◆ TASK:
Rewrite every item below with "innermost" changed to "most central" and nothing else altered. Leave the pictures out of your version.

(Position identification items)
+++++

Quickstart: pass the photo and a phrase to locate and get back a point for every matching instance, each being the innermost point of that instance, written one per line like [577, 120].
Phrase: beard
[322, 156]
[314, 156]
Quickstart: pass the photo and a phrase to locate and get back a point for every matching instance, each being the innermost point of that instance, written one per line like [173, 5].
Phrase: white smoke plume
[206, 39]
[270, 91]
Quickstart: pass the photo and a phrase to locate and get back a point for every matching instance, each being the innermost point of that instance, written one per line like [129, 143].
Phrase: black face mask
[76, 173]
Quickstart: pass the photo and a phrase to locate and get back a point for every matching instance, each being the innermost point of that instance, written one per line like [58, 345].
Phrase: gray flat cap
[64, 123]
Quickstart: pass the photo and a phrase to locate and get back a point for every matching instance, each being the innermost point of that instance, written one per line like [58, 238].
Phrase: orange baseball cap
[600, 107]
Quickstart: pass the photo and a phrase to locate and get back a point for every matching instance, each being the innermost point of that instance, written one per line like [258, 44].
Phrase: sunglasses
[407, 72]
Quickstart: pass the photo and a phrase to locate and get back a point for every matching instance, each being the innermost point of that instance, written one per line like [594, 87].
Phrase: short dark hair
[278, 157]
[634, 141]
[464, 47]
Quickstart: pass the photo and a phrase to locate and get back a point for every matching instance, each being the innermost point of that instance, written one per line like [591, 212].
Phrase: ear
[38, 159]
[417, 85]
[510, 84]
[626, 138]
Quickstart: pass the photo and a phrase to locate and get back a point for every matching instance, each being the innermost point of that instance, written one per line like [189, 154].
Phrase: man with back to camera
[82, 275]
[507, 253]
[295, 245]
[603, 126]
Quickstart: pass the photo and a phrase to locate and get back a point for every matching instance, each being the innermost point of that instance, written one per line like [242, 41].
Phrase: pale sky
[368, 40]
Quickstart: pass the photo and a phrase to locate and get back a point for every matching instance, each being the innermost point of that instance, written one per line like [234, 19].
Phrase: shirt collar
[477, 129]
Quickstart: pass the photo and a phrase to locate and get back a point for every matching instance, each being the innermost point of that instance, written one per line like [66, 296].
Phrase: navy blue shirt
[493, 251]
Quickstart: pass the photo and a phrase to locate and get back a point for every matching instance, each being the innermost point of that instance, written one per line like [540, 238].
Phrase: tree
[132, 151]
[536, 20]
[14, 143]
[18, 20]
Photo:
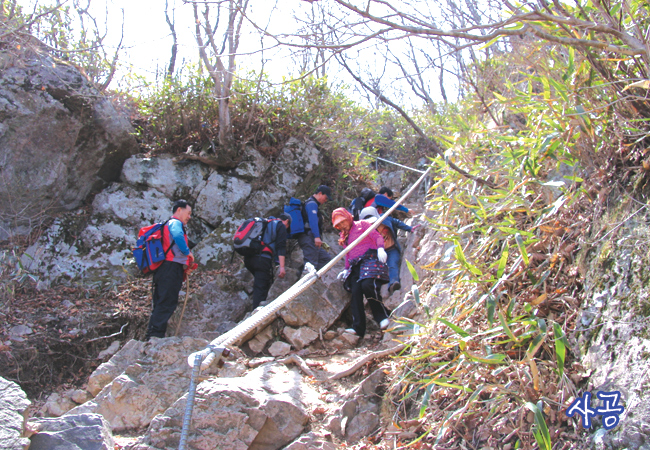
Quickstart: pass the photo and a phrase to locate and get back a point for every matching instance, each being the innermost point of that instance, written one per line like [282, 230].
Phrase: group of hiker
[369, 265]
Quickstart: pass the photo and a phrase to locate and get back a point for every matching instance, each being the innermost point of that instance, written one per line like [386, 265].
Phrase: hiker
[364, 199]
[168, 278]
[310, 240]
[388, 230]
[365, 270]
[261, 265]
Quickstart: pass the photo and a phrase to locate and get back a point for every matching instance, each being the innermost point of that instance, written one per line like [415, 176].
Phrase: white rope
[267, 313]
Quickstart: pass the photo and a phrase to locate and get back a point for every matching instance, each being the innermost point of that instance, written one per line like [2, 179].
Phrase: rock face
[13, 411]
[614, 336]
[72, 432]
[148, 384]
[59, 138]
[265, 410]
[97, 247]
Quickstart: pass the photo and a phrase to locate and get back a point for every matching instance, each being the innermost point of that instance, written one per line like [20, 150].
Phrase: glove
[343, 274]
[381, 255]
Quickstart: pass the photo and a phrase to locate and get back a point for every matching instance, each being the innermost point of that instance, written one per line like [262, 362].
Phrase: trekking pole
[187, 294]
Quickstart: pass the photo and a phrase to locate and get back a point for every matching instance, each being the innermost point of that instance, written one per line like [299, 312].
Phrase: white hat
[369, 214]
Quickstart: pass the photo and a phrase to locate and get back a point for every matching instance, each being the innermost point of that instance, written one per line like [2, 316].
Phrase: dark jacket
[313, 217]
[275, 236]
[393, 225]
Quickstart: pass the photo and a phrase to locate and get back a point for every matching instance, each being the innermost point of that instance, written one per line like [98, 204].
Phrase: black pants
[368, 287]
[262, 270]
[167, 280]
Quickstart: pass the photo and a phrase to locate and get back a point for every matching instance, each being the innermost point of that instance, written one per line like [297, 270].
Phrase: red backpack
[149, 253]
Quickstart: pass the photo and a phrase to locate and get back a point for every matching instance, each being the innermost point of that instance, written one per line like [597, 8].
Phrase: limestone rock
[59, 138]
[320, 305]
[310, 441]
[57, 405]
[13, 412]
[72, 432]
[106, 372]
[164, 174]
[301, 337]
[147, 386]
[266, 410]
[219, 197]
[279, 348]
[258, 343]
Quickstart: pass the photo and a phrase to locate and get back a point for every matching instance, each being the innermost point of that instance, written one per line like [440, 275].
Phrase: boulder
[13, 413]
[59, 139]
[106, 372]
[301, 337]
[265, 410]
[359, 415]
[149, 384]
[72, 432]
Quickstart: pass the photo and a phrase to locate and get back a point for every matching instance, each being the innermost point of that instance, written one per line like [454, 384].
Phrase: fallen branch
[110, 336]
[362, 360]
[298, 361]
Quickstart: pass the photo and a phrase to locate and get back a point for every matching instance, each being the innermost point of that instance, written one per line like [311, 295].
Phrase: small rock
[79, 396]
[20, 330]
[329, 335]
[279, 348]
[110, 351]
[301, 337]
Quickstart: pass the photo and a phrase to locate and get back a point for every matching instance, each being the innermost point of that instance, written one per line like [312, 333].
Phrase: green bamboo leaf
[453, 386]
[490, 306]
[522, 248]
[496, 358]
[503, 260]
[414, 273]
[456, 328]
[460, 256]
[425, 401]
[561, 344]
[506, 328]
[540, 431]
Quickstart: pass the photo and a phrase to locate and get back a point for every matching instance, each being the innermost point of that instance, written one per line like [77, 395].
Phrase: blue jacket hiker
[168, 278]
[388, 230]
[310, 241]
[261, 265]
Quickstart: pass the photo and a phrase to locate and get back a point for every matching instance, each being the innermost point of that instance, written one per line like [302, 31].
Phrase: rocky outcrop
[613, 330]
[13, 412]
[72, 432]
[155, 375]
[59, 139]
[265, 410]
[97, 247]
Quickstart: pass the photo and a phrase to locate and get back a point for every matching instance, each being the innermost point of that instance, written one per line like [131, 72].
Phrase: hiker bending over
[261, 265]
[310, 241]
[388, 230]
[365, 270]
[168, 278]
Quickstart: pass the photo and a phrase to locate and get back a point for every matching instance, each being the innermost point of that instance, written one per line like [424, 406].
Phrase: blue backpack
[295, 210]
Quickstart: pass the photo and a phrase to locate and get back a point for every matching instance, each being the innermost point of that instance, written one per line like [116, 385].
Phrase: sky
[147, 38]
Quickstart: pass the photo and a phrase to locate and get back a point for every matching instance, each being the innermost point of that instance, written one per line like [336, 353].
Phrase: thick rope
[267, 314]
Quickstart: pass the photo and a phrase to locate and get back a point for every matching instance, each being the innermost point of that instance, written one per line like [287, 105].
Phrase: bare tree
[171, 23]
[217, 30]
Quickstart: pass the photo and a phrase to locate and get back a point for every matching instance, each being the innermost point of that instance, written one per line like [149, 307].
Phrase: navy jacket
[393, 225]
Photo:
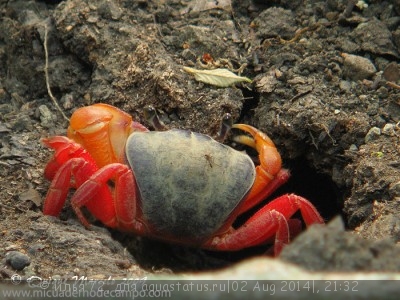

+++++

◆ COMPLETED EXERCISE:
Quickstart: pass the photo and a phrase to locate and get back a point for every matching instance, each being the most central point of that instance, written one per line like [577, 120].
Phrase: beard
[322, 156]
[314, 156]
Quickstart: pass the photo and a phrase to locate and get back a point for every matching instance, each being the most central point of that instance, written one per line like [173, 5].
Phrase: white smoke plume
[206, 39]
[270, 91]
Quickstart: pass the photo and a phrase to locate and get back a point for every matching instance, each being the most central point of that instance, written one per line like [129, 143].
Phrase: black face mask
[76, 173]
Quickstart: pass the photo and a phrase to locate and get back a point for every matching instance, each being the most central point of that instance, written one per line like [58, 345].
Phrase: gray flat cap
[64, 123]
Quickstart: pass the photo and a phrase to locate and get back a point for every matching instance, each being the most central point of that instance, written one per line like [58, 238].
Phrase: orange baseball cap
[600, 107]
Quickstart: pass the photo and a phrase to locate and get back a point for every matching instance, each being the most central point of that instance, written one per line like [258, 44].
Phrase: sunglasses
[407, 72]
Quickstart: pass the photo and a phrase to locate and get back a point for every matching instance, each being the most central point of that instance, written one per line like [594, 87].
Phrase: short dark hair
[278, 157]
[634, 141]
[464, 47]
Quickstart: pass the photo and a phrase to locate and get back a point for every matching instance, each being the most central point of that instance, written one per line like [591, 212].
Phrase: ear
[38, 159]
[417, 85]
[510, 84]
[626, 138]
Quickstart: pass the photo and a phrase to locate and get back a point for every matching instance, each being the most central point of that instance, written one per line like [189, 154].
Phrase: man with back to camera
[82, 275]
[507, 253]
[295, 245]
[603, 126]
Quickstart: pass the photo and a phrase to locate and get back a point for every matching instance, each being the most central point of that instance, written one per line like [242, 41].
Phrase: pale sky
[368, 40]
Quickstart: pass the photo and a phrase to locate and get back a point for every matching instance, each being the most central point of that instance, written one per line like [234, 19].
Phrase: shirt collar
[477, 129]
Quickstart: pass the photo and a phrase to locate and get back a point for every matching instance, each being the most central point of that instance, written one per line like [66, 296].
Phrase: navy blue shirt
[493, 251]
Quickstart: pass the photo and a phrase to locate and get back a point for every matching instance, each being the most central point of that instance, written one per line like [540, 238].
Phrase: tree
[132, 151]
[536, 20]
[14, 143]
[18, 20]
Photo:
Quickstart: pass the photo and a phrase to locate and get back a point for every matching instance, each being the most central point of that instance, written one per line like [282, 230].
Phrase: group of hiker
[369, 265]
Quickstart: pass the photo and a phrase to locate and get back a point for every matching instance, each being the most central point of that instance, written one per line like [386, 265].
Phrase: hiker
[364, 199]
[168, 278]
[310, 240]
[388, 230]
[365, 270]
[261, 265]
Quickstart: pass the photo and a phrase to locate and get back a point for every matching instance, each being the most central point of that instance, written one per line like [415, 176].
Phrase: white rope
[267, 313]
Quickstart: pass the photo and a phrase to locate and get back a point for every matching instance, each being the most central point of that instance, written one per line like [2, 179].
Phrase: rock face
[13, 411]
[614, 336]
[72, 432]
[148, 384]
[59, 138]
[265, 410]
[97, 247]
Quickstart: pass the photo and a phrase to locate and get back a point for every matching instance, each being the most central point of that instance, written one per line like [20, 150].
Phrase: glove
[343, 274]
[381, 255]
Quickstart: pass the photo and a phrase to locate and get back a point for every matching instance, each being the most central point of that instance, written one per line like [262, 362].
Phrase: trekking pole
[187, 294]
Quickstart: pass the photo and a phrase to locate and get back a point for every matching instance, each being the most central point of that instance, written one per line like [299, 312].
Phrase: white hat
[369, 214]
Quickstart: pass the photo and a phrase to locate and get back a point for every matching instance, each being the most central point of that instance, written one per line like [2, 316].
Phrase: dark jacket
[313, 217]
[275, 236]
[393, 225]
Quickstart: pass the photo and a phrase to locate and get back a point for every matching instance, each being the most central point of that instance, written one per line like [98, 204].
Phrase: black pants
[368, 287]
[262, 270]
[167, 280]
Quickstart: pass the photo and a phrase to locate and get back a point for every matching instance, each being the most central point of that instance, written one per line like [297, 270].
Phrase: red backpack
[149, 253]
Quickstart: pass the photo and a phrase to locate and get back a point for every matching instance, each being the most central point of that instance, written one per line like [597, 8].
Phrase: limestone rock
[59, 138]
[320, 305]
[310, 441]
[57, 405]
[13, 412]
[72, 432]
[106, 372]
[164, 174]
[301, 337]
[147, 386]
[266, 410]
[219, 197]
[279, 348]
[258, 343]
Quickstart: pass the photo and a phrase to locate and get back a point for every matching instance, each being the most central point of that instance, written one per line like [440, 275].
Phrase: boulder
[13, 413]
[59, 139]
[106, 372]
[301, 337]
[265, 410]
[359, 415]
[149, 384]
[72, 432]
Quickstart: pass the photo and a phrase to locate and get back a point for every matching instance, each being the most central point of that instance, written one per line like [454, 384].
Phrase: fallen branch
[110, 336]
[362, 360]
[298, 361]
Quickstart: pass the photo and a phrase to locate and get back a point for every matching instance, each being the most central point of that instance, written one per line like [311, 295].
Phrase: small rock
[79, 396]
[20, 330]
[329, 335]
[279, 348]
[110, 351]
[301, 337]
Quickstart: pass the photo and a phrase to locate and get back a point for every matching instance, each being the most central point of that instance, written one per line like [312, 333].
Phrase: green bamboo leaf
[453, 386]
[490, 306]
[522, 248]
[496, 358]
[503, 260]
[414, 273]
[456, 328]
[460, 256]
[425, 401]
[561, 344]
[506, 328]
[540, 431]
Quickstart: pass the photo and a phrase to locate and get back a point for every matching instance, each being the most central point of that instance, written one per line like [77, 395].
Phrase: blue jacket hiker
[168, 278]
[388, 230]
[310, 241]
[261, 265]
Quickstart: pass the photo and a phrase to locate and get back a point for every matching instance, each being the most central point of that instance, written one per line like [302, 31].
Phrase: rocky outcrop
[613, 330]
[13, 412]
[72, 432]
[155, 375]
[59, 139]
[265, 410]
[97, 247]
Quickstart: pass the photo and a phrase to locate and get back a point for every matching instance, each being the most central point of that instance, written one per line like [131, 72].
Phrase: hiker bending over
[261, 265]
[310, 241]
[388, 230]
[365, 270]
[168, 278]
Quickstart: pass the photo and a phrase to locate and get back a point for every matching instance, each being the most central point of that instance, written one per line like [424, 406].
Phrase: blue backpack
[295, 210]
Quickstart: pass the photo and a phrase to locate and get back a point for every matching instance, each being the most central point of that instance, written one per line like [116, 385].
Phrase: sky
[147, 38]
Quickstart: pass the photo and a phrase to locate and get back a point for every matching instance, each being the most central point of that instance, written one per line like [336, 353].
Phrase: thick rope
[267, 314]
Quickstart: pass the photo and a phrase to locate and get back a point for every matching instance, each being the most central point of that instance, written one per line like [287, 105].
Phrase: bare tree
[171, 23]
[217, 30]
Quickstart: pass the photo and a phrase to locate and get back a point for every matching instance, each being the most central point of that instance, written one per line like [149, 307].
Phrase: navy jacket
[393, 225]
Photo:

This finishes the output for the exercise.